Repeat each of the lines below word for word, leaving the pictures out of your answer.

###

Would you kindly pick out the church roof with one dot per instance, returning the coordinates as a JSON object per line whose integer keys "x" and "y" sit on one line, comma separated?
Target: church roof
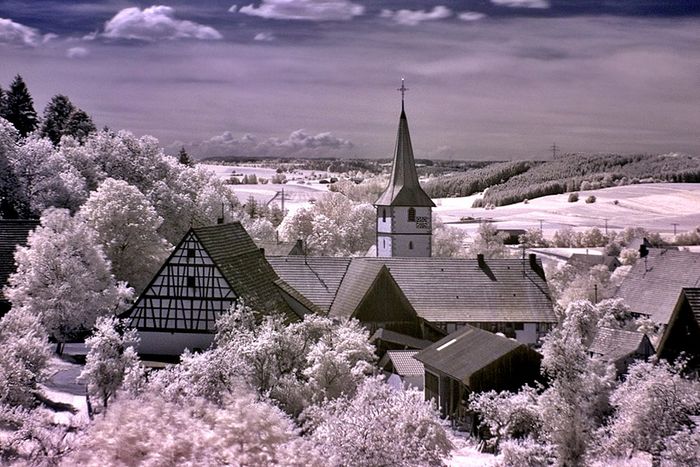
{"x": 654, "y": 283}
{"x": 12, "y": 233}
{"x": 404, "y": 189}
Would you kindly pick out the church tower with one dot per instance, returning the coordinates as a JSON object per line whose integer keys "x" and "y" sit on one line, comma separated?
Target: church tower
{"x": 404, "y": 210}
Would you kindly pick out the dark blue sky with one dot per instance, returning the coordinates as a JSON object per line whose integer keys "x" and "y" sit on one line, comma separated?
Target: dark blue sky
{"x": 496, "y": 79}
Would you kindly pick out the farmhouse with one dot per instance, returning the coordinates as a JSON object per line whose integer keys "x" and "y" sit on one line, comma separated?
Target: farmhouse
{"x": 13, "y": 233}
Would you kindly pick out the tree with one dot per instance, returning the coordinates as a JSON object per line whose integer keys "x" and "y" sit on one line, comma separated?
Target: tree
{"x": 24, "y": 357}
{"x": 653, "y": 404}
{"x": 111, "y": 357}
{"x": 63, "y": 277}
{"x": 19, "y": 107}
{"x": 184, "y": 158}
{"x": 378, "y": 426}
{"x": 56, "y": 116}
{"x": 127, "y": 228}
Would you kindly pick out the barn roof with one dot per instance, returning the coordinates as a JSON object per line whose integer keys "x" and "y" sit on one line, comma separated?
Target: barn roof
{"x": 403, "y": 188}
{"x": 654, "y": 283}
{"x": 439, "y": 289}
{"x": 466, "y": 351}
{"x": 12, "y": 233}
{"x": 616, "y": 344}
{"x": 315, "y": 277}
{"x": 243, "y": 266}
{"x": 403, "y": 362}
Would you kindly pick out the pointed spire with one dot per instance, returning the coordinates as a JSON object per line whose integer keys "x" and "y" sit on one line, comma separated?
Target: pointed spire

###

IN RESPONSE -
Would you kindly pick out the church roof with one dot per instance, returning the coordinates as a JSON object per line whose integer keys "x" and "y" sit on one line, comma separated?
Target: church roof
{"x": 654, "y": 283}
{"x": 12, "y": 233}
{"x": 404, "y": 189}
Would you kindly pick out the church tower with one dot per instance, returning the coordinates as a JSON object per line whose integer keys "x" and "y" sit on one line, comma separated?
Target: church tower
{"x": 404, "y": 210}
Would you kindly pick out the dark blue sky with one dot per instance, returning the coordinates as a JSON object per line whose integer keys "x" and "y" sit on one line, comma separated?
Target: dark blue sky
{"x": 496, "y": 79}
Would you kindly pick out the farmhouse with one dot per instance, returning the coordinates as a JSON object per line whose integer keys "x" and "y" sit on one line, comma separated?
Target: farmhouse
{"x": 13, "y": 233}
Would you kindly pick out the tree with one dot per instance, returning the coordinates as a JSON object per line whose integer keys "x" and "y" sit on one line, comma separated?
Target: tree
{"x": 24, "y": 357}
{"x": 653, "y": 404}
{"x": 111, "y": 357}
{"x": 63, "y": 277}
{"x": 19, "y": 107}
{"x": 184, "y": 158}
{"x": 378, "y": 426}
{"x": 56, "y": 116}
{"x": 127, "y": 228}
Would you kindly pick out the barn roof with one dot per instance, returning the coordinates as a JSON object per line whose integer keys "x" and "y" sit on one line, comma separated?
Target: barn roof
{"x": 403, "y": 188}
{"x": 654, "y": 283}
{"x": 439, "y": 289}
{"x": 466, "y": 351}
{"x": 12, "y": 233}
{"x": 616, "y": 344}
{"x": 315, "y": 277}
{"x": 243, "y": 266}
{"x": 403, "y": 362}
Would you kindly pick out the pointed spire with one dot per instance, returning the coordinates as a JSON object per line whose integer keys "x" and "y" sit on one line, comma separated?
Target: pointed spire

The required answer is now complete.